## start Record list

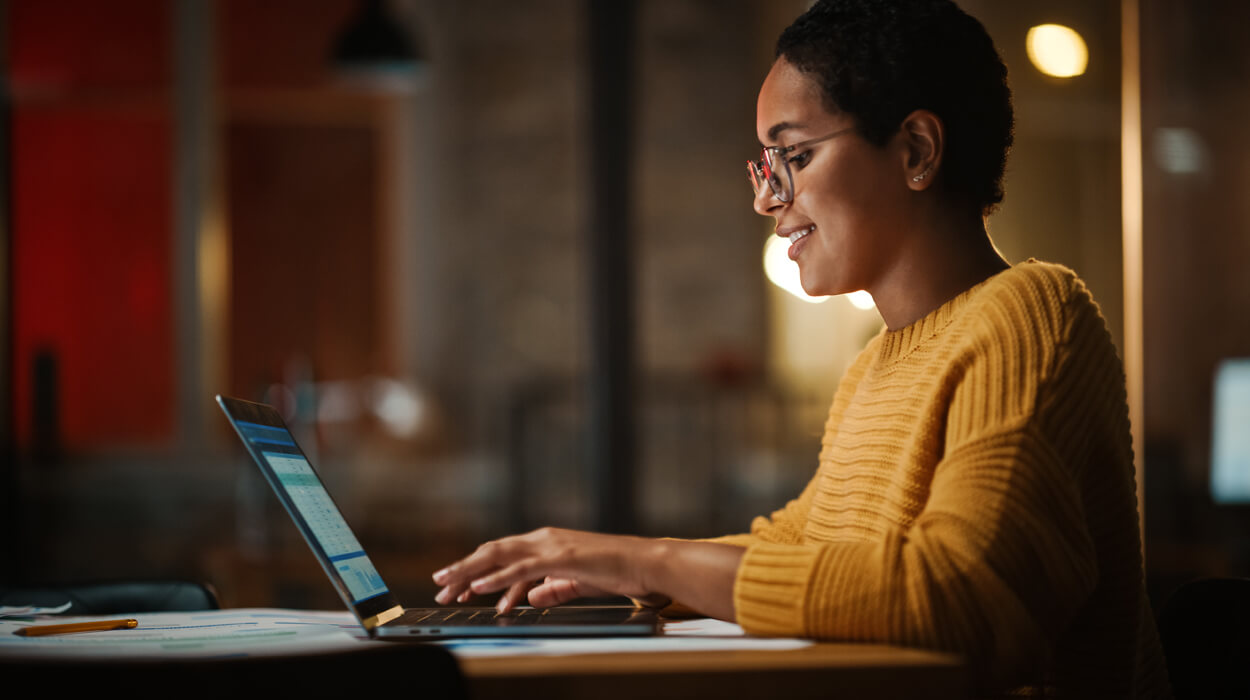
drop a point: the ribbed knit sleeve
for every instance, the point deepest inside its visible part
(976, 496)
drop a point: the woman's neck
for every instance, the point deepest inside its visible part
(940, 263)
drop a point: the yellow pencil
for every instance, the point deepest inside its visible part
(70, 628)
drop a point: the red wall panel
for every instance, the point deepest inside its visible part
(93, 218)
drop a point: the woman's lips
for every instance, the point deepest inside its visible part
(796, 241)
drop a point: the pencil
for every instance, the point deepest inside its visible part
(70, 628)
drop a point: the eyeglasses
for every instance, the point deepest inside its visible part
(774, 166)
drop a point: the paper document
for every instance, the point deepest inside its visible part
(274, 631)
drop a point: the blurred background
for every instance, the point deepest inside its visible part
(496, 264)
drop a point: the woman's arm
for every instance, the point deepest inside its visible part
(551, 565)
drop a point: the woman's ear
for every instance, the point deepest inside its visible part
(924, 138)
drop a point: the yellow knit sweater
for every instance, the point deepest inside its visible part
(975, 494)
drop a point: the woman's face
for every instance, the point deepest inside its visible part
(849, 194)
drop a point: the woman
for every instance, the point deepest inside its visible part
(975, 489)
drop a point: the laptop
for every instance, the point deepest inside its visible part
(359, 584)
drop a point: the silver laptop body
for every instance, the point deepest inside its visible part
(360, 586)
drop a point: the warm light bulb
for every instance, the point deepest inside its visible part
(1056, 50)
(861, 300)
(784, 271)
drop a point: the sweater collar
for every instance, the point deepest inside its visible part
(898, 344)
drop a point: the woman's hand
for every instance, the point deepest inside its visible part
(551, 566)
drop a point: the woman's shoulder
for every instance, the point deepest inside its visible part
(1031, 308)
(1033, 293)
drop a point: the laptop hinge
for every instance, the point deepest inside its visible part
(383, 618)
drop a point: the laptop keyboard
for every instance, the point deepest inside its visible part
(469, 616)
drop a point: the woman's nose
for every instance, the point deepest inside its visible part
(766, 201)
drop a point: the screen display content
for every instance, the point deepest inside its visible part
(315, 508)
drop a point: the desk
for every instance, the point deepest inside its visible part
(821, 670)
(680, 668)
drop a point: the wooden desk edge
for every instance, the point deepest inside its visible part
(821, 655)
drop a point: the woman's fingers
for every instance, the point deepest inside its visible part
(556, 591)
(513, 596)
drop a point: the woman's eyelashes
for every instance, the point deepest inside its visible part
(800, 159)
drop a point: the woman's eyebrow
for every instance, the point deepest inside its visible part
(776, 129)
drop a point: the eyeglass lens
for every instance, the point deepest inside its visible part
(763, 171)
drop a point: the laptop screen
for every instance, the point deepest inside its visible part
(321, 518)
(1230, 440)
(301, 491)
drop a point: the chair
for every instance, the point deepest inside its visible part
(1205, 633)
(111, 598)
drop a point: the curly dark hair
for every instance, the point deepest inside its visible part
(879, 60)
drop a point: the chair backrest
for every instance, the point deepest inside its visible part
(1205, 631)
(115, 596)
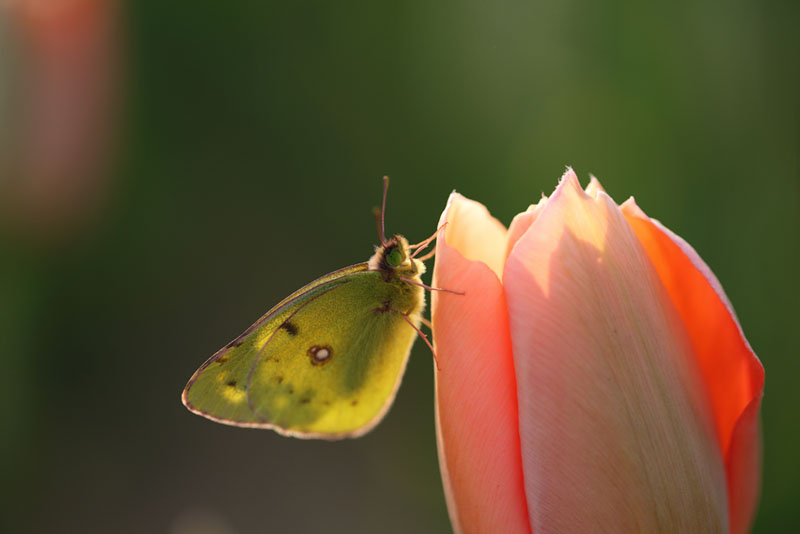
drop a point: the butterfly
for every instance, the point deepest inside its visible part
(325, 362)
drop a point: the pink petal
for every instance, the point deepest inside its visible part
(732, 374)
(476, 402)
(616, 432)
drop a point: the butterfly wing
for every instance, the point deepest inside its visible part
(326, 362)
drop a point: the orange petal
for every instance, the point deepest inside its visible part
(476, 402)
(732, 374)
(616, 433)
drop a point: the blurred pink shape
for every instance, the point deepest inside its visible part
(62, 102)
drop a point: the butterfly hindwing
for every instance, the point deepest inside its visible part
(326, 362)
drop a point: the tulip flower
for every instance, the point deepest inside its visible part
(593, 377)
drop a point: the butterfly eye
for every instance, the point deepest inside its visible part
(395, 257)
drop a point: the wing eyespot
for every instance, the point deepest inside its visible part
(320, 354)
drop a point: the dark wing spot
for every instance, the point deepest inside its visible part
(290, 328)
(320, 354)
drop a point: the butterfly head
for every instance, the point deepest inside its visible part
(393, 257)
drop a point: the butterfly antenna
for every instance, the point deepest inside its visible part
(419, 247)
(383, 210)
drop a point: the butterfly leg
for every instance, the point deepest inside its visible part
(424, 338)
(429, 288)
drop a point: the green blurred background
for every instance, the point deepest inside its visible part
(248, 142)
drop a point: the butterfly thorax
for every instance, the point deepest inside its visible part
(393, 260)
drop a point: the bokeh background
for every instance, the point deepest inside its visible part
(169, 170)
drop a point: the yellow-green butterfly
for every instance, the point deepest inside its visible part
(325, 362)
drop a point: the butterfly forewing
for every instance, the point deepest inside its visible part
(326, 362)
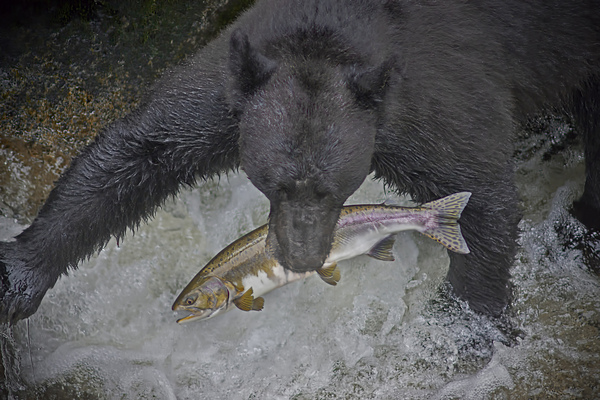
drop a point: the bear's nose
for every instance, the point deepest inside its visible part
(300, 238)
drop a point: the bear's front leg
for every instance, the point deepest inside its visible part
(490, 226)
(184, 131)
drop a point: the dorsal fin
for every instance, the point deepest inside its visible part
(383, 250)
(247, 302)
(330, 275)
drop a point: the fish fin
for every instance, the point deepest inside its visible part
(238, 286)
(450, 207)
(383, 250)
(247, 302)
(449, 210)
(330, 275)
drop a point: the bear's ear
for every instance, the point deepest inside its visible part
(250, 68)
(369, 85)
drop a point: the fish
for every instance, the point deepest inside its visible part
(246, 269)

## end Record list

▶ _Set exercise_
Images in the data above are to be skipped. Retype all other material exactly.

▶ _Exercise result_
drop a point: the ribbed knit sleeve
for every instance, the point deepest inside its visible part
(976, 496)
drop a point: the woman's neck
for every instance, the point deepest inside its visible part
(940, 263)
drop a point: the yellow pencil
for every instance, the point deepest inside its visible part
(70, 628)
drop a point: the red wall panel
for every instance, the point deepest inside its visible part
(93, 218)
drop a point: the woman's lips
for every instance, the point deepest inside its visible part
(796, 241)
drop a point: the pencil
for every instance, the point deepest inside its visible part
(70, 628)
drop a point: the eyeglasses
for every instance, the point deepest inside its visible part
(774, 166)
drop a point: the paper document
for every instance, the point deepest inside its visible part
(274, 631)
drop a point: the blurred background
for every instance, the point deepest inside its visible part
(496, 264)
drop a point: the woman's arm
for every instance, the point deepest inside its visible part
(551, 565)
drop a point: the woman's ear
for every instance, the point deepest inside its visible part
(924, 138)
drop a point: the yellow knit sweater
for every instance, the point deepest inside its visible part
(975, 494)
drop a point: the woman's face
for every instance, the point deepest inside its visible part
(849, 194)
drop a point: the woman
for every instance, the point deepest inside its visible part
(975, 489)
drop a point: the laptop
for every instance, the point deepest inside its visible part
(359, 584)
drop a point: the silver laptop body
for every instance, the point deepest inside its visible part
(360, 586)
drop a point: the warm light bulb
for every instance, the point deepest inside its visible part
(1056, 50)
(861, 300)
(784, 271)
drop a point: the sweater collar
for every instance, the point deepest inside its visible part
(898, 344)
drop a point: the woman's hand
for every instance, the point deepest inside its visible part
(551, 566)
drop a point: the woman's shoulder
for every instance, the point deepest inside its visible part
(1031, 308)
(1033, 293)
drop a point: the laptop hinge
for every instance, the point deepest inside its visible part
(383, 618)
drop a point: the laptop keyboard
for every instance, the point deepest inside its visible part
(469, 616)
drop a point: the woman's nose
for every instance, the point deepest inside its visible part
(766, 201)
drop a point: the screen display content
for every instance, the point deepest inside its visible part
(315, 508)
drop a point: the desk
for every instance, the point deepest inside its visible part
(821, 670)
(680, 668)
drop a point: the wooden desk edge
for every instance, the point deepest inside its visible part
(821, 655)
drop a point: the woman's fingers
for every instance, the point deepest inside its visible part
(556, 591)
(513, 596)
drop a point: the woman's eyelashes
for every instance, the point deepest inside its visible part
(800, 159)
drop a point: the woman's eyebrow
for every instance, the point deepest inside its visible part
(776, 129)
drop a point: the eyeglass lens
for every instance, the point deepest inside its visible part
(763, 171)
drop a point: the laptop screen
for every instance, the point deepest inside its visible part
(321, 518)
(1230, 440)
(301, 491)
drop a point: the chair
for every instance, the point deepest inside its visible part
(1205, 633)
(111, 598)
drop a point: the curly dark hair
for every instance, the point deepest inside its visible part
(879, 60)
drop a point: the chair backrest
for every instance, the point deepest inside its visible part
(1205, 631)
(115, 596)
drop a point: the butterfly
for every instance, the point deepest inside its visible part
(325, 362)
drop a point: the pink petal
for every instance, the point deepest inside its visible part
(732, 374)
(476, 402)
(616, 432)
drop a point: the butterfly wing
for every instance, the point deepest inside its visible part
(326, 362)
drop a point: the orange petal
for every instance, the point deepest inside its visible part
(476, 402)
(732, 374)
(616, 433)
drop a point: the blurred pink shape
for every instance, the point deepest inside its visible part
(62, 102)
drop a point: the butterfly hindwing
for every instance, the point deepest inside its visible part
(326, 362)
drop a point: the tulip flower
for every instance, the point deepest inside its visible part
(593, 377)
drop a point: the butterfly eye
for every instance, the point deepest inside its visible part
(395, 257)
drop a point: the wing eyespot
for every instance, the point deepest inside its visible part
(320, 354)
drop a point: the dark wing spot
for every instance, the point deepest inside its visible part
(290, 328)
(320, 354)
drop a point: the butterfly head
for every instance, the point deepest inside its visible part
(393, 257)
drop a point: the butterfly antenna
for every instance, the point deepest inside its visible part
(419, 247)
(383, 210)
drop a point: the butterfly leg
for every instance, the point deepest inside its visible part
(424, 338)
(429, 288)
drop a point: the green blurred background
for every instance, the point deepest inside its visible part
(248, 142)
drop a point: the butterfly thorax
for every instance, the point deepest inside its visible part
(393, 260)
drop a point: the bokeh background
for every instance, the point deepest inside its visible part
(169, 170)
drop a point: the yellow-green butterfly
for every instance, the point deepest inside its visible part
(325, 362)
drop a point: the butterfly forewing
for every instance, the point deepest inside its visible part
(326, 362)
drop a point: the bear's nose
for every instance, the point deepest inside its visible part
(300, 238)
drop a point: the bear's front leg
for every instance, the point deepest inside its visible part
(490, 226)
(184, 131)
drop a point: the dorsal fin
for every instance, the point deepest inside its visible part
(383, 250)
(247, 302)
(330, 275)
drop a point: the fish fin
for every instance, the point deepest inside its visible part
(238, 286)
(450, 207)
(383, 250)
(247, 302)
(449, 210)
(330, 275)
drop a point: the bear's ear
for every instance, the point deepest inside its visible part
(250, 68)
(369, 85)
drop a point: the fish
for every instance, the point deepest inside its visible part
(246, 269)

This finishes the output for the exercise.